# Object outline annotations
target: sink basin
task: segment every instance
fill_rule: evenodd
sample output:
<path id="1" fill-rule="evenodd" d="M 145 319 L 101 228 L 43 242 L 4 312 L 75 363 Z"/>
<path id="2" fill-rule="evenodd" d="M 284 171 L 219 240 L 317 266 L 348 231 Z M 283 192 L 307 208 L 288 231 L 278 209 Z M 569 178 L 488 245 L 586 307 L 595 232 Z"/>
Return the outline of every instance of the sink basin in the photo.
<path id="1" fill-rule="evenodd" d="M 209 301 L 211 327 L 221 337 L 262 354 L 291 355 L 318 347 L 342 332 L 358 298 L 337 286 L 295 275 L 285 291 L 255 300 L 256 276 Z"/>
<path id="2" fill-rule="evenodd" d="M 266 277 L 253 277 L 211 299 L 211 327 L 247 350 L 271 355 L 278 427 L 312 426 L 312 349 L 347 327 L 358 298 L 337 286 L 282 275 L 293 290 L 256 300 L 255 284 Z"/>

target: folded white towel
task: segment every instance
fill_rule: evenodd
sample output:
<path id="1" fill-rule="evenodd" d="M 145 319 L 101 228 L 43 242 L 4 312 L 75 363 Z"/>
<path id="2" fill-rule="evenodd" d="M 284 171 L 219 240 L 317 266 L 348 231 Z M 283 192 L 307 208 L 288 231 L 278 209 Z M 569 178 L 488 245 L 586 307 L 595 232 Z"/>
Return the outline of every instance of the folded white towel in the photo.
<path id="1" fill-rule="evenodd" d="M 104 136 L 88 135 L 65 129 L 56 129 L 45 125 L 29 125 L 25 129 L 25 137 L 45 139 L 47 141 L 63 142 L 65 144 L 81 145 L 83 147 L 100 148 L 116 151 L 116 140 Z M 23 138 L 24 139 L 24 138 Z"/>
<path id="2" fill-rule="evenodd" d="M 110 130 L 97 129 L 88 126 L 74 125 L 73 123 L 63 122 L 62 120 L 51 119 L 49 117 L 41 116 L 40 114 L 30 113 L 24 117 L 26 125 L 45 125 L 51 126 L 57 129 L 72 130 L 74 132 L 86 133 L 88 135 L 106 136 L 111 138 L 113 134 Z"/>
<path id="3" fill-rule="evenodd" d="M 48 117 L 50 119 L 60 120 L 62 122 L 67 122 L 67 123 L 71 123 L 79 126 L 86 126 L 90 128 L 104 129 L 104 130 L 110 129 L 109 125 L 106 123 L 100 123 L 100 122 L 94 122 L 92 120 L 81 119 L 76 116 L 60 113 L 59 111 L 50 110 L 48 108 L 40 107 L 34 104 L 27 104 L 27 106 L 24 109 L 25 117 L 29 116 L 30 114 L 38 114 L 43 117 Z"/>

# Set exercise
Edit the entries above by changing each "segment every instance" to "outline every instance". Keep every other line unchanged.

# Written response
target: sink basin
task: outline every instance
fill_rule: evenodd
sample output:
<path id="1" fill-rule="evenodd" d="M 145 319 L 101 228 L 43 242 L 4 312 L 75 363 Z"/>
<path id="2" fill-rule="evenodd" d="M 284 171 L 219 240 L 317 266 L 348 231 Z M 283 192 L 307 208 L 288 231 L 278 209 Z M 569 178 L 488 245 L 586 307 L 595 232 Z"/>
Return the outline of every instance of the sink basin in the photo.
<path id="1" fill-rule="evenodd" d="M 209 301 L 211 327 L 221 337 L 262 354 L 291 355 L 318 347 L 342 332 L 358 298 L 337 286 L 295 275 L 285 291 L 255 300 L 256 276 Z"/>
<path id="2" fill-rule="evenodd" d="M 266 277 L 253 277 L 211 299 L 211 327 L 247 350 L 271 355 L 278 427 L 312 426 L 312 349 L 347 327 L 358 298 L 337 286 L 282 275 L 293 290 L 256 300 L 255 284 Z"/>

target: folded white towel
task: outline every instance
fill_rule: evenodd
sample output:
<path id="1" fill-rule="evenodd" d="M 145 319 L 101 228 L 43 242 L 4 312 L 75 363 Z"/>
<path id="2" fill-rule="evenodd" d="M 284 171 L 219 240 L 317 266 L 348 231 Z M 283 192 L 307 208 L 288 231 L 278 209 Z M 569 178 L 488 245 L 586 307 L 595 232 Z"/>
Return the outline of every instance of the folded white towel in the photo.
<path id="1" fill-rule="evenodd" d="M 104 136 L 88 135 L 65 129 L 56 129 L 45 125 L 29 125 L 25 129 L 25 137 L 45 139 L 47 141 L 63 142 L 65 144 L 81 145 L 83 147 L 100 148 L 116 151 L 116 140 Z M 23 138 L 24 139 L 24 138 Z"/>
<path id="2" fill-rule="evenodd" d="M 110 130 L 97 129 L 88 126 L 74 125 L 73 123 L 63 122 L 62 120 L 51 119 L 49 117 L 41 116 L 40 114 L 30 113 L 24 117 L 26 125 L 45 125 L 51 126 L 57 129 L 72 130 L 74 132 L 86 133 L 88 135 L 106 136 L 111 138 L 113 134 Z"/>
<path id="3" fill-rule="evenodd" d="M 48 117 L 50 119 L 60 120 L 62 122 L 67 122 L 67 123 L 71 123 L 79 126 L 86 126 L 90 128 L 104 129 L 104 130 L 110 129 L 109 125 L 106 123 L 100 123 L 100 122 L 94 122 L 92 120 L 81 119 L 76 116 L 60 113 L 59 111 L 50 110 L 48 108 L 40 107 L 34 104 L 27 104 L 27 106 L 24 109 L 25 117 L 29 116 L 30 114 L 38 114 L 43 117 Z"/>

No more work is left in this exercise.